Extract every line from the entries below that contains the word "right", matching case exactly.

> Data entries:
____________________

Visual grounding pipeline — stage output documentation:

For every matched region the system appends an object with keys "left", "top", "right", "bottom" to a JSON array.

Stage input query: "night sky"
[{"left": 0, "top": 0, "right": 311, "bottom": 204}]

____________________

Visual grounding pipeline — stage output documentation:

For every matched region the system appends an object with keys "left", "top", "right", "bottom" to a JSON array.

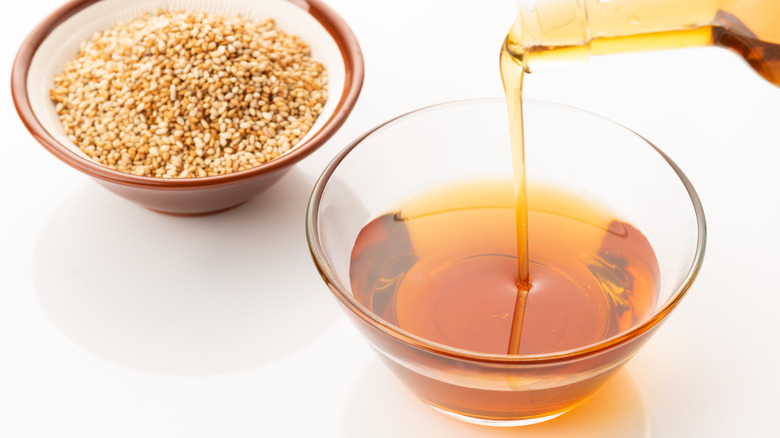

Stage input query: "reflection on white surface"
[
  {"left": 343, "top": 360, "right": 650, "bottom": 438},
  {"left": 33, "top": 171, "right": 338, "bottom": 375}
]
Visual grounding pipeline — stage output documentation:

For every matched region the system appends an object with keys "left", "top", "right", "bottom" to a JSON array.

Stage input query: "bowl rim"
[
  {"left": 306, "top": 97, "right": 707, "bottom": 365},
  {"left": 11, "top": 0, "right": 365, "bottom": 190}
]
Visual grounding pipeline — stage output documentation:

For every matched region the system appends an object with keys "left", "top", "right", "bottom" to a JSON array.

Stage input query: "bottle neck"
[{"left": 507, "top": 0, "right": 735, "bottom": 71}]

____________________

> Full solution:
For every matched region the system appends an object with keys "left", "top", "right", "bottom" to a JSON array.
[{"left": 0, "top": 0, "right": 311, "bottom": 204}]
For every matched region the system appends an object with keys "left", "top", "right", "bottom" to a JSON array.
  {"left": 343, "top": 360, "right": 650, "bottom": 438},
  {"left": 33, "top": 171, "right": 338, "bottom": 375}
For every matched region the system appends an object with keys "left", "top", "right", "bottom" to a JSON array.
  {"left": 306, "top": 97, "right": 707, "bottom": 365},
  {"left": 11, "top": 0, "right": 365, "bottom": 190}
For every matched region the system appends an object with keys "left", "top", "right", "bottom" to a JSON array.
[{"left": 507, "top": 0, "right": 735, "bottom": 71}]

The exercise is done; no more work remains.